**Exercise**.
Report each line of the material below where the word "bride" can be found.

**Dataset excerpts**.
================================

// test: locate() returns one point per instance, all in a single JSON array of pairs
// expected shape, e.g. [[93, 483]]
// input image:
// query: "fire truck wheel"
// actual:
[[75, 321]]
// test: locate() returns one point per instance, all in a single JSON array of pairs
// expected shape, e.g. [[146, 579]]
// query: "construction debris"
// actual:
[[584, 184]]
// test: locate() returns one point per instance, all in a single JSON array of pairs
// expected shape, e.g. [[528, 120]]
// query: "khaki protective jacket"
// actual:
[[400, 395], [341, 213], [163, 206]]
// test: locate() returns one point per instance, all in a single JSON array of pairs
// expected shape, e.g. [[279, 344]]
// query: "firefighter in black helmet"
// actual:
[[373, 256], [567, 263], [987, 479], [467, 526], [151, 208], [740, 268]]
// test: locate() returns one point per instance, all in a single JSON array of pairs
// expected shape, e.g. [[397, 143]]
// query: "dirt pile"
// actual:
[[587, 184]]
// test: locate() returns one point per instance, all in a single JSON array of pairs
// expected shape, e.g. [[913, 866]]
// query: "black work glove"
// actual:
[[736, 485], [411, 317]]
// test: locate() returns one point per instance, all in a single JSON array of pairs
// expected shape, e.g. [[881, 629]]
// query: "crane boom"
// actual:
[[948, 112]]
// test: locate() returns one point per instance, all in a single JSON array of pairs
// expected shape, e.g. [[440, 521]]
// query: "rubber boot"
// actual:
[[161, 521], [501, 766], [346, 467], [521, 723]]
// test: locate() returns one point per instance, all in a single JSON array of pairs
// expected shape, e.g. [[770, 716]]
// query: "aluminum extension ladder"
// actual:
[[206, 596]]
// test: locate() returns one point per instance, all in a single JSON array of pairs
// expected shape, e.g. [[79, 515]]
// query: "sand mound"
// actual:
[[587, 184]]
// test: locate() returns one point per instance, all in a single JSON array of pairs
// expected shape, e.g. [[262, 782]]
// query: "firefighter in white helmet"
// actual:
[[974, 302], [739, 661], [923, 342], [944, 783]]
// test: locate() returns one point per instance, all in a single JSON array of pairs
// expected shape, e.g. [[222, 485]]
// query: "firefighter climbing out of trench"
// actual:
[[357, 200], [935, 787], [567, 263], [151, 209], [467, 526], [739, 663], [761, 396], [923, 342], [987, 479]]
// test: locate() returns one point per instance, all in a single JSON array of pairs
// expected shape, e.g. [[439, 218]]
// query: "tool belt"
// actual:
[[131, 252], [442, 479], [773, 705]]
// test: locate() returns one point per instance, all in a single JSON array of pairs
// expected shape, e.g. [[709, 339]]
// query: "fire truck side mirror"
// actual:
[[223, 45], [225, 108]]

================================

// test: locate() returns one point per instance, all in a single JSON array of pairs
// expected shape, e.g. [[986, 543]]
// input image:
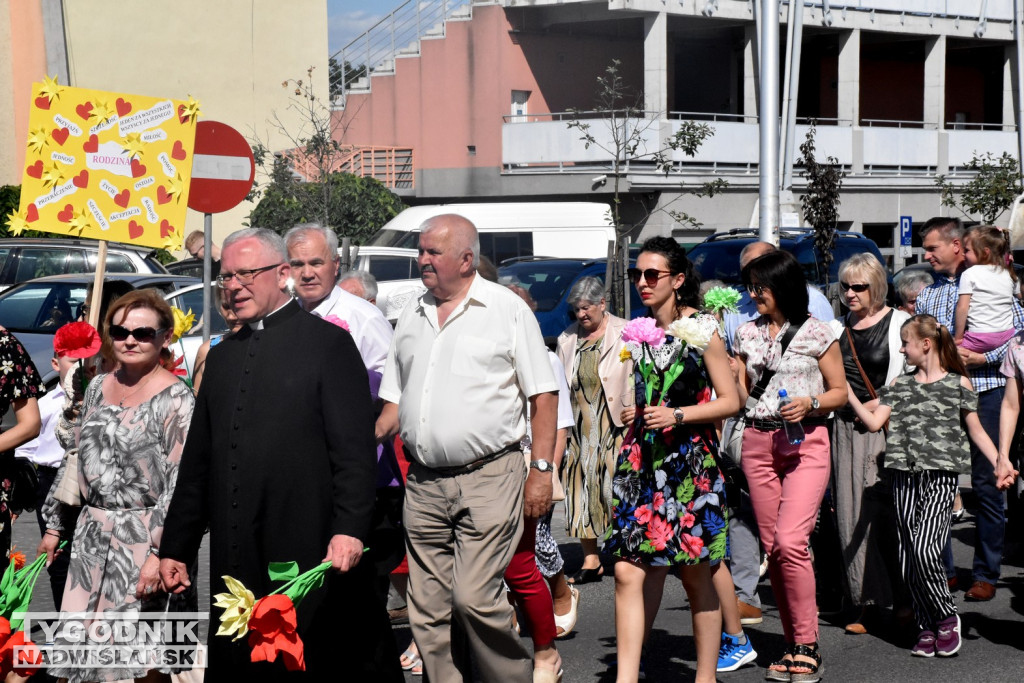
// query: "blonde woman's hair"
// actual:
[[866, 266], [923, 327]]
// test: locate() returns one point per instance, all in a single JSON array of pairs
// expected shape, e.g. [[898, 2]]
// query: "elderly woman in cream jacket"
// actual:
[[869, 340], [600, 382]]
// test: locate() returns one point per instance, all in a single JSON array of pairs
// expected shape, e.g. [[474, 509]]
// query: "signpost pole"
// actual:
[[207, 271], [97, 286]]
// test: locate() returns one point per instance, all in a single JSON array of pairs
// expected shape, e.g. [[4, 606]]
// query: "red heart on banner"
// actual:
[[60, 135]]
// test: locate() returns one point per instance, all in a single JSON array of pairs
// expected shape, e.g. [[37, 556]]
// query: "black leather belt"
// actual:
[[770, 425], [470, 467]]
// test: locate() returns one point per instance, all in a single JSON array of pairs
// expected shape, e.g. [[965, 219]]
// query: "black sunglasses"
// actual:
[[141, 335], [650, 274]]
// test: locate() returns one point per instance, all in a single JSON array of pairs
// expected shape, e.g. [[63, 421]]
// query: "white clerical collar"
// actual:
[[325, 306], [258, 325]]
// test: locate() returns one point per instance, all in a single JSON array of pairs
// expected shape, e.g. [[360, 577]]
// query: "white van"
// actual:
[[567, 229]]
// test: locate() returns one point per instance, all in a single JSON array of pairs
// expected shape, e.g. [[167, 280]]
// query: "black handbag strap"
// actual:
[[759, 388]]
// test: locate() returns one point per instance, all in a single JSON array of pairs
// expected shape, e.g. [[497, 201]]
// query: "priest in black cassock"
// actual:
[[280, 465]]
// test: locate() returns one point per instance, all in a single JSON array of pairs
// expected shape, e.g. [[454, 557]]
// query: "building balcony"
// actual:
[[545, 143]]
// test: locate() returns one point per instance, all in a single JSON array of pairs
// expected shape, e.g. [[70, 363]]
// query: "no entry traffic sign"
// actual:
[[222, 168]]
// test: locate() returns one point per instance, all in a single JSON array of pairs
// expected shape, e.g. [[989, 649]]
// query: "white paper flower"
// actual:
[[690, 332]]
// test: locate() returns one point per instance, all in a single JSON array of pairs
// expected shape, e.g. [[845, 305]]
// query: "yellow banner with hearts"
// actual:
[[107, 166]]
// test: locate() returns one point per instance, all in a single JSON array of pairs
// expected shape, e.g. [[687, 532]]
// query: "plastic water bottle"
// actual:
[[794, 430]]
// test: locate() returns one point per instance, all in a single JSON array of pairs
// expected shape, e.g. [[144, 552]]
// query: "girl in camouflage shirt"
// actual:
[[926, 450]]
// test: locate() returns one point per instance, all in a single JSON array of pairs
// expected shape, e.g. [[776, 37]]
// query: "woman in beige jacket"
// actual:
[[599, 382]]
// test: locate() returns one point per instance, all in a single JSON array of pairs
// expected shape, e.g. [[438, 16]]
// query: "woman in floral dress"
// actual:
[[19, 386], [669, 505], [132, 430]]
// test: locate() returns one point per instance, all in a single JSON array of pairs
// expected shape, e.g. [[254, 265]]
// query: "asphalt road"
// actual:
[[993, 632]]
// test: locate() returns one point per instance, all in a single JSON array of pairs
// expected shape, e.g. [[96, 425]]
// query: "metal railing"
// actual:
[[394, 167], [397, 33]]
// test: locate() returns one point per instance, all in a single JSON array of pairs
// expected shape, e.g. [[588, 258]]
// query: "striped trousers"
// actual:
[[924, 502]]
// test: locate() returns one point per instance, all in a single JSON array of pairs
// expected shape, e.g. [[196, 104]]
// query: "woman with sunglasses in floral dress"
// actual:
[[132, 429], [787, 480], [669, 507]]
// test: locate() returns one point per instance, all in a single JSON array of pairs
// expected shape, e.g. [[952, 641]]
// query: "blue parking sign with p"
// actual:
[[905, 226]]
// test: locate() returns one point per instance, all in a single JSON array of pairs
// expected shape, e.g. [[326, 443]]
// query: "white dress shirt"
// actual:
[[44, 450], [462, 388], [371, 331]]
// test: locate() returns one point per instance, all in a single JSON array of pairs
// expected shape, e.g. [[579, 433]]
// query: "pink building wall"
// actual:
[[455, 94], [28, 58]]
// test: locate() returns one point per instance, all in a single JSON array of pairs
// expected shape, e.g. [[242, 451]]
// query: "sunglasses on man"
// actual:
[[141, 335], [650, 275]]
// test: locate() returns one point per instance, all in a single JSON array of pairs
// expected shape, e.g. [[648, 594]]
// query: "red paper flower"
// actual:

================================

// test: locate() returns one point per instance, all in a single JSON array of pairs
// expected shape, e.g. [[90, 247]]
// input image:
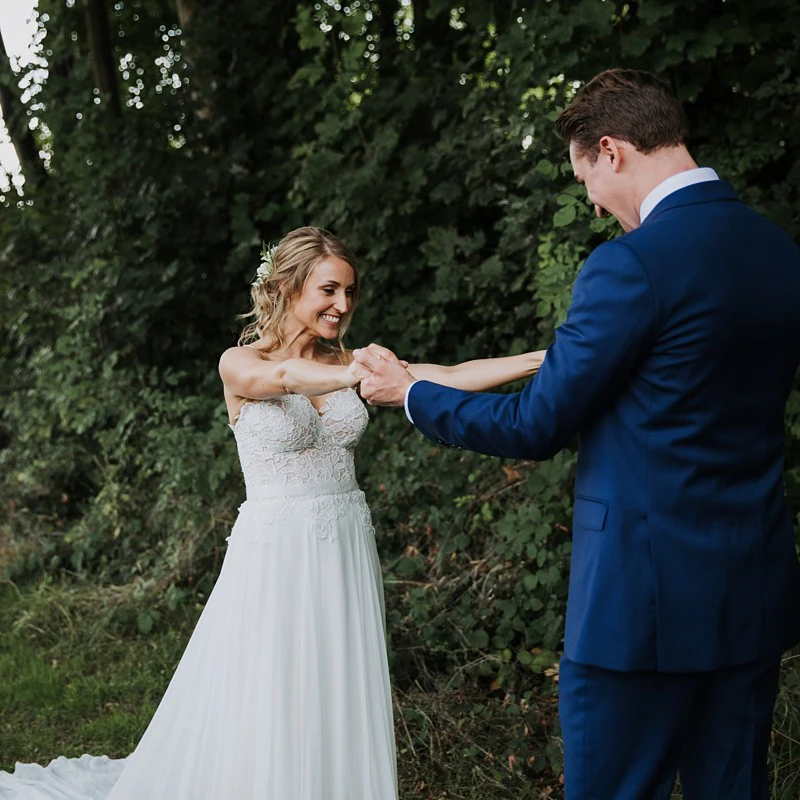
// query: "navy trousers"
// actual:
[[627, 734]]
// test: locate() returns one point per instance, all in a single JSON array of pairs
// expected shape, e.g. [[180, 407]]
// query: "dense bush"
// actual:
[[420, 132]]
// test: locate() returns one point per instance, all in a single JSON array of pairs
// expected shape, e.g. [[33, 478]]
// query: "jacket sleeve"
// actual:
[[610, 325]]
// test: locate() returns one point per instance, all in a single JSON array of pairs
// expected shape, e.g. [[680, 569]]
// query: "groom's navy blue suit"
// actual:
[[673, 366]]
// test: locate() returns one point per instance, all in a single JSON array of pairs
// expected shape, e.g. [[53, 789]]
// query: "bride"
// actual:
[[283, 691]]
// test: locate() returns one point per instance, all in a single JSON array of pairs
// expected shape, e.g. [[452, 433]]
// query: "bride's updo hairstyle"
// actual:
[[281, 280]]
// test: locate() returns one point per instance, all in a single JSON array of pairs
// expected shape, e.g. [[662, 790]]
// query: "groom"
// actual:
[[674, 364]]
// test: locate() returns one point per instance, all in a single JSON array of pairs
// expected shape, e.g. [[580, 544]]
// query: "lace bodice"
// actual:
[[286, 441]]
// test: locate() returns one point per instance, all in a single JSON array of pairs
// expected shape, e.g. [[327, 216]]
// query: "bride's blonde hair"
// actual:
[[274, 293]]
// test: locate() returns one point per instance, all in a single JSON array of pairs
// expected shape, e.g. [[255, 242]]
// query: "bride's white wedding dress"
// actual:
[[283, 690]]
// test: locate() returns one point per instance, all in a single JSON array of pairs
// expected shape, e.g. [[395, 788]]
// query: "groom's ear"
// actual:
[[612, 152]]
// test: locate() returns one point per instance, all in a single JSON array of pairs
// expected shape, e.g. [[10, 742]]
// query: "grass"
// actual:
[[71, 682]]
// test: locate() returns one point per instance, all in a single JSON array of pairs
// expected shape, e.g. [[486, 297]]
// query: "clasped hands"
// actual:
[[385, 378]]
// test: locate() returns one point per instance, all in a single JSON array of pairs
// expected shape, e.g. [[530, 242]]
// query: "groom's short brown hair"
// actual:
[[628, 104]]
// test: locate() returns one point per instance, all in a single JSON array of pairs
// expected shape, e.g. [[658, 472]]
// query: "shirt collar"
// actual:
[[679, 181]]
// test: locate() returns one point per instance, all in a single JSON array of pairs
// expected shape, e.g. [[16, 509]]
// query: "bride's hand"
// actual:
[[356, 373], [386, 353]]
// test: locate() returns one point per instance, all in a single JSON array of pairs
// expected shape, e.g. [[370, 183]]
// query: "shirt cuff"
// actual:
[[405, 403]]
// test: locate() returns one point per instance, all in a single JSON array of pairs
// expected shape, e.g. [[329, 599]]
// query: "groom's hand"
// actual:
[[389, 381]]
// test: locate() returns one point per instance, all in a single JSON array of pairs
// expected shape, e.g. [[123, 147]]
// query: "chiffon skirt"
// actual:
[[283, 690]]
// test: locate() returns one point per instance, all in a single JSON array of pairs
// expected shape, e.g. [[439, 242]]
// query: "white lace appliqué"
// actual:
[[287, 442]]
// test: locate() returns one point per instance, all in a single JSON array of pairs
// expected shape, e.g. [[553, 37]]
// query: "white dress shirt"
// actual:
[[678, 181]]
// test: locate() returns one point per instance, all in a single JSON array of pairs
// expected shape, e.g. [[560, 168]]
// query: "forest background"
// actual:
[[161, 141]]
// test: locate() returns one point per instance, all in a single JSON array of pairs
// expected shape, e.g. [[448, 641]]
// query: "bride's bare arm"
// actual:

================================

**Result**.
// query: "bride"
// query: "bride's updo hairstyle"
// query: "bride's blonde hair"
// query: "bride's white wedding dress"
// query: "bride's hand"
// query: "bride's bare arm"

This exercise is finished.